-- Start of TEXT SECTION --

I need to get my little USB logic analyzer on there to see what is really going on. Any good tips on keeping the “probes” on the chip pins? I can solder something on, but a little lean probe holder seems way faster. Is the “step” pin the main one I should be watching on the driver, or do I go straight to the shift registers?

Is there any debugging info I can get over UARt that might help directly in Fluidnc?


The two boards I can’t figure out so far seem to have very different issues.

  • One will not initialize all the drivers if all 5 steppers are plugged in, seems I can rotate which stepper is unplugged and the rest seems okay. Need to test more.

  • one actually seems to work fine but all 5 steppers and drivers went full current and never seemed to overheat?? If that is possible, I guess I need to test that more. Was kinda cool to see 6 extremely hot steppers, and a very hot JP3 sitting on a silicone pad still going strong after 2 hours. How could we get step direction and speed data and not current data…to all 6 drivers? I need to test more obviously but this was my initial triage.


The good thing is it does not seem like there is an obvious fundamental flaw since the issues are different.

Two things that I would look at for that- the ESP32 power rail (on a scope), and the UART at the ESP-32 on a scope. Look for dropouts of the ESP supply rail and on the UART side let’s see what you see.

-- End of TEXT SECTION --

#### TO DO
Reproduce the passage of the stepper debugging text starting at "I need to get" and ending at "the shift registers?".

-- Start of LISTING --

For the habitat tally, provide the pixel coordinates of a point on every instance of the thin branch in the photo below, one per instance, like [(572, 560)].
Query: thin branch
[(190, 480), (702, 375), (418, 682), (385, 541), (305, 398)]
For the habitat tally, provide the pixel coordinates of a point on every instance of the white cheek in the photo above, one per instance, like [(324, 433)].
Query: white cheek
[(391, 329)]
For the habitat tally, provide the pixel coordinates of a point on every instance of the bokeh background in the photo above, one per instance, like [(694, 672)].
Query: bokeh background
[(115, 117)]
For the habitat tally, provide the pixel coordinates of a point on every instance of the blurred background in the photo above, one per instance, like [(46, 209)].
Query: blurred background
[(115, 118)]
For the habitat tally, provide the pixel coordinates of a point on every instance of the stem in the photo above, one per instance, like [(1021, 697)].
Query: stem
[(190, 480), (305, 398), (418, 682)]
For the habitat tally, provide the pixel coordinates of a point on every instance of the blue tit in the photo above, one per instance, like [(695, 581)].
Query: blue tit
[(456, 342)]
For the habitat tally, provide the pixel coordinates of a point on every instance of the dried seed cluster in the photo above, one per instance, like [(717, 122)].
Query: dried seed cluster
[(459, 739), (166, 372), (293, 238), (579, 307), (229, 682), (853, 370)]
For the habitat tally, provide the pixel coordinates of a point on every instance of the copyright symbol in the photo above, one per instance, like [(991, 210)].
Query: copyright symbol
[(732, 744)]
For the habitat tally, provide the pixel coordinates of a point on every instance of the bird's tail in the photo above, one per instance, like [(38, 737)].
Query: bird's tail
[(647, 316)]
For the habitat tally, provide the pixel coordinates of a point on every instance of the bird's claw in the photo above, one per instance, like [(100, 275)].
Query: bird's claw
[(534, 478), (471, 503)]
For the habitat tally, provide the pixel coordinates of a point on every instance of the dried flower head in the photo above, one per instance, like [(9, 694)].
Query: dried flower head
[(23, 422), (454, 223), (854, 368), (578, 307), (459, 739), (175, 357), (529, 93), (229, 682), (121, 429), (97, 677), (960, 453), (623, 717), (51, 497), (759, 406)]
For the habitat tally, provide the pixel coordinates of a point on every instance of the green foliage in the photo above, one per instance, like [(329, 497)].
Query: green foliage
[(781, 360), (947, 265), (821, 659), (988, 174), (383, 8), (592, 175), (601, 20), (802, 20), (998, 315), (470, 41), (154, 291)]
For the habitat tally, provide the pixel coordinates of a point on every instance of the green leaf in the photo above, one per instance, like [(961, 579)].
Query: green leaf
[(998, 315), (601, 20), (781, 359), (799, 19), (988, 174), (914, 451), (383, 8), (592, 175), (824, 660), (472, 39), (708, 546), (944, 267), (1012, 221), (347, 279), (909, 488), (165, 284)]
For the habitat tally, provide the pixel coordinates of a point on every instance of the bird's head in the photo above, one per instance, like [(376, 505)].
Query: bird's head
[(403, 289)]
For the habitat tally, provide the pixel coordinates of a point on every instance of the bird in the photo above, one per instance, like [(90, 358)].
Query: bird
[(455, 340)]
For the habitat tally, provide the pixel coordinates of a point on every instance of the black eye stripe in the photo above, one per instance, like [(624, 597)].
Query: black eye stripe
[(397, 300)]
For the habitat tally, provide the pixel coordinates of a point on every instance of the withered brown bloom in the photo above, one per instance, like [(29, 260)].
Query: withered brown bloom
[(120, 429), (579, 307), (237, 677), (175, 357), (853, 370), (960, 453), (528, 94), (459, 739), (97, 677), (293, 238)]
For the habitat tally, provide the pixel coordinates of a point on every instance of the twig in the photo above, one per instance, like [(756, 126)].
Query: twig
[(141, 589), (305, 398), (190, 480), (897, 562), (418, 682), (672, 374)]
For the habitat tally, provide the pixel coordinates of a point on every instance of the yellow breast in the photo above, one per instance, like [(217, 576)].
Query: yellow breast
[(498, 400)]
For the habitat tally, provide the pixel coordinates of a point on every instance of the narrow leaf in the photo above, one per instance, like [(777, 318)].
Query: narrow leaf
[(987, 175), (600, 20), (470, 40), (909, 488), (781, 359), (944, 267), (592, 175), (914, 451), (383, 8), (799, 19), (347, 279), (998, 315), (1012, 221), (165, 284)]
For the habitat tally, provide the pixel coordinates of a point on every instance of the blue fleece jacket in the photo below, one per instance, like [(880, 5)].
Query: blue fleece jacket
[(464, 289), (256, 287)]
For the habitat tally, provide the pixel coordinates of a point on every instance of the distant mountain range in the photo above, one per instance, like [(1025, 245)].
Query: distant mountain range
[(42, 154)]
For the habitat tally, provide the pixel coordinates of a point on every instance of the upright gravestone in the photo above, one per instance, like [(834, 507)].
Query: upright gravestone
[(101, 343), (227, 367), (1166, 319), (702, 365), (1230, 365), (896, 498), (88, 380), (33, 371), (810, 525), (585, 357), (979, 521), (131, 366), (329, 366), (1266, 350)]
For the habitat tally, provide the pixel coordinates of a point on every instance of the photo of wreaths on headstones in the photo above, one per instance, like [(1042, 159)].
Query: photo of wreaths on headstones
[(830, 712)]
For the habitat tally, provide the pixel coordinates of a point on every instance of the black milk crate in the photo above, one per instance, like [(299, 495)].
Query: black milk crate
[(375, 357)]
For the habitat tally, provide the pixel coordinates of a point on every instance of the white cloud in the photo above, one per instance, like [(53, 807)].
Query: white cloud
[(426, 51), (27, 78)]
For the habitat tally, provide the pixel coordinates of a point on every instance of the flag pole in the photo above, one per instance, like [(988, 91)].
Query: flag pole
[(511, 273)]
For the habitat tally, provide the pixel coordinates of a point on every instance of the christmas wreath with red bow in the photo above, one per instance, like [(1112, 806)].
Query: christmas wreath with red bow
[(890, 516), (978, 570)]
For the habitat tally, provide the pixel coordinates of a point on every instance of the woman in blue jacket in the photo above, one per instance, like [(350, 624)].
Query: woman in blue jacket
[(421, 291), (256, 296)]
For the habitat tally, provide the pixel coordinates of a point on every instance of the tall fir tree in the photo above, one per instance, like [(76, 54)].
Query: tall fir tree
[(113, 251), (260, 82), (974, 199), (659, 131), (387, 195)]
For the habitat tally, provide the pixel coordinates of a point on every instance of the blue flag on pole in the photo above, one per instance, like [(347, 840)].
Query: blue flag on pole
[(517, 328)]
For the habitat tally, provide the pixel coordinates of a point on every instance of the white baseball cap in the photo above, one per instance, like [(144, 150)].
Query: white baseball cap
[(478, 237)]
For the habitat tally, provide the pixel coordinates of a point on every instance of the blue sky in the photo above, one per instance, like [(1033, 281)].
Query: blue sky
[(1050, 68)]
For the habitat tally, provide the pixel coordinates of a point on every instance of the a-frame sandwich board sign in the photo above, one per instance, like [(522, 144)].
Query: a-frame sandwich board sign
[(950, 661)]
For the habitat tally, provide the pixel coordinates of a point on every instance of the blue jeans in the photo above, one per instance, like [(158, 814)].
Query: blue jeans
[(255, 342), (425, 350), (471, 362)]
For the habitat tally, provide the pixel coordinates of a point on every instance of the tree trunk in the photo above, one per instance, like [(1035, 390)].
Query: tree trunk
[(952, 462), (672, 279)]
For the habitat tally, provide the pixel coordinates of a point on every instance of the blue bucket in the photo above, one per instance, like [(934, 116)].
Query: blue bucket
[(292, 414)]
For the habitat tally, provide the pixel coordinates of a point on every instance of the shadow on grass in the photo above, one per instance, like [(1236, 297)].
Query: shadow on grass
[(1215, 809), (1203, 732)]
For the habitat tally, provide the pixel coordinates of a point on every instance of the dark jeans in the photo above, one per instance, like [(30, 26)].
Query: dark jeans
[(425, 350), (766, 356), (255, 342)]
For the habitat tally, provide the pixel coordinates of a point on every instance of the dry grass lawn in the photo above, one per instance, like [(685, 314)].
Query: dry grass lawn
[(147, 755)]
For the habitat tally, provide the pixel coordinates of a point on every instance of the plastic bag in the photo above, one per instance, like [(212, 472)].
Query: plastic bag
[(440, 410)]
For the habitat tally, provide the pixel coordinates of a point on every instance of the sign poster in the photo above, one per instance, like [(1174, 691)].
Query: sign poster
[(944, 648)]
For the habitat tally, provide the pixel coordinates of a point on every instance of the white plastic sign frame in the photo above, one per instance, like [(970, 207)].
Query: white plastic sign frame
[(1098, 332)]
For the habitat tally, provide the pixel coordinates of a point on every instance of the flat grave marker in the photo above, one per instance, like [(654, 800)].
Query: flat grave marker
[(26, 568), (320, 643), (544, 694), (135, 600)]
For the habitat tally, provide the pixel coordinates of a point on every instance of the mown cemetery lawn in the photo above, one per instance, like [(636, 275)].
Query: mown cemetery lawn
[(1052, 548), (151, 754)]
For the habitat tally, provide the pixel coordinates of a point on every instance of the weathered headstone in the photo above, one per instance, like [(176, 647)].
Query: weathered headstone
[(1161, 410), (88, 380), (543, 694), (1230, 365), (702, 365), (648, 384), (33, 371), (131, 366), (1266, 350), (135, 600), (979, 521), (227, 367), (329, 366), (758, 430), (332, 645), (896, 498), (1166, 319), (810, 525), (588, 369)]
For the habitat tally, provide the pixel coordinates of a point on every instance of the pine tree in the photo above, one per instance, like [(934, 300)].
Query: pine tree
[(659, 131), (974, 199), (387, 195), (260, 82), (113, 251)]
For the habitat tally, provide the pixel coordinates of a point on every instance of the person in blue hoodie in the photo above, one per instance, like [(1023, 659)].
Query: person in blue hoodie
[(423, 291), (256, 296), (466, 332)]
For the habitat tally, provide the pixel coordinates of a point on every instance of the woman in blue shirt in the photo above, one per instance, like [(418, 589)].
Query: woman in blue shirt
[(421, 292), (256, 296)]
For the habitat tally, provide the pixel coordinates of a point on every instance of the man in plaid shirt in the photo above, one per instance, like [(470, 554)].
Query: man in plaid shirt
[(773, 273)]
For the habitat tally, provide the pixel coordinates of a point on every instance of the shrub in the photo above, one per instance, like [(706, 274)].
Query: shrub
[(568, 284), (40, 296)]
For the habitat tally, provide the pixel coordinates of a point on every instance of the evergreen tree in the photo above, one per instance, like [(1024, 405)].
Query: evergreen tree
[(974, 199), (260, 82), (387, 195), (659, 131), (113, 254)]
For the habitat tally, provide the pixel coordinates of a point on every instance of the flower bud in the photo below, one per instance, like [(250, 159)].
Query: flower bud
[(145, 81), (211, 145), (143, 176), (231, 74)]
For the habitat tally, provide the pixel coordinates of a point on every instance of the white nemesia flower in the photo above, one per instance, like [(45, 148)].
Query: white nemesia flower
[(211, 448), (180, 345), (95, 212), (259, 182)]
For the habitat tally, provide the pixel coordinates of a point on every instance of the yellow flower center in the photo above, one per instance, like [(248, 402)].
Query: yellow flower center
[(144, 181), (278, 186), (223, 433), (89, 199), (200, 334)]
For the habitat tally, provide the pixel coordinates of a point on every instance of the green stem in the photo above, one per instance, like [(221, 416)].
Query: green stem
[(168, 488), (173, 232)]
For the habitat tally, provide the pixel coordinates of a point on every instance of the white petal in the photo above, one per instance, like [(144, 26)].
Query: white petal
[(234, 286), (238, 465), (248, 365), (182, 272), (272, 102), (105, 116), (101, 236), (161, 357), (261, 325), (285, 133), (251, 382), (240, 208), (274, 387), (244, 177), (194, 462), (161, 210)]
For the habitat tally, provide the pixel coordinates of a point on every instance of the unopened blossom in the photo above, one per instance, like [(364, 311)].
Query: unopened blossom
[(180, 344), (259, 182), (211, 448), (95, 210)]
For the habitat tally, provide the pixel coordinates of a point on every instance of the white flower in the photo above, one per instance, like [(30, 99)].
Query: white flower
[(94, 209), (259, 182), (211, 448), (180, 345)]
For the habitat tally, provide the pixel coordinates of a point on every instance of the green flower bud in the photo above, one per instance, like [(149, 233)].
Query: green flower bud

-- End of LISTING --

#### WRITTEN ANSWER
I need to get my little USB logic analyzer on there to see what is really going on. Any good tips on keeping the “probes” on the chip pins? I can solder something on, but a little lean probe holder seems way faster. Is the “step” pin the main one I should be watching on the driver, or do I go straight to the shift registers?